(PROBLEM TO WORK ON): Repeat the listing below line by line, exactly, leaving its pictures behind.

RECORDS FOR THE EXERCISE section start

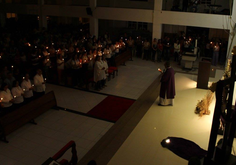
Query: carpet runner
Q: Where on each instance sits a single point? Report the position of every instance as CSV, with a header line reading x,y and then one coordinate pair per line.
x,y
111,108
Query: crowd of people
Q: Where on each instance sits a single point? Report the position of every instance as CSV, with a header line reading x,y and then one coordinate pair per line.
x,y
70,56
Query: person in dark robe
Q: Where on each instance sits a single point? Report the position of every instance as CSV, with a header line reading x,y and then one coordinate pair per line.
x,y
167,91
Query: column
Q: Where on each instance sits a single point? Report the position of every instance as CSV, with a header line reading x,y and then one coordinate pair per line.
x,y
232,37
157,27
42,17
3,19
93,19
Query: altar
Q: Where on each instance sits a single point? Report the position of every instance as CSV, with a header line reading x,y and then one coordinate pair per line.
x,y
188,59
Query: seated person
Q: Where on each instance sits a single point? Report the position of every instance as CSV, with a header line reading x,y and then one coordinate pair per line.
x,y
6,97
17,93
39,84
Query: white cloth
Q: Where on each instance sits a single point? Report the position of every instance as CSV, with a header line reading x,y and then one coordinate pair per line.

RECORDS FOR THE EXERCISE section end

(ANSWER AREA):
Query: carpet runner
Q: Where on each instance sits a single point? Report the position of every instance as CSV, with a header line reading x,y and then one coordinate pair per line.
x,y
111,108
Query: crowd of people
Q: Where on each instance sits a single point? Report the position of every instance as CSV, with a header line reading x,y and then one coordinate pair per line.
x,y
70,56
Query: person in dark robe
Q: Where on each instance sits a single point? Report the position of every instance as CSV, with a header line reading x,y and then one coordinate pair per line.
x,y
167,91
Query: column
Q: Where on each instance sits a single point? Report the position of every instance as CSV, with a header line reading x,y and then one coordinate pair per line.
x,y
232,37
157,27
42,17
3,19
93,19
Query: altar
Q: Where on each instance sits a single point? Report the position of every instance as CSV, with a header line reading x,y and then one coordinate pair per line.
x,y
188,59
Query: seated person
Q: Where on each instance sits a single point? Report the position of every instance as CSV, with a header line reading x,y and then one coordinate pair per line.
x,y
6,97
17,93
39,84
Query: white cloth
Q: Where on each instance sits a single point? Report the position of every instance as CSV, with a header line reading x,y and then one coordinate pair per line.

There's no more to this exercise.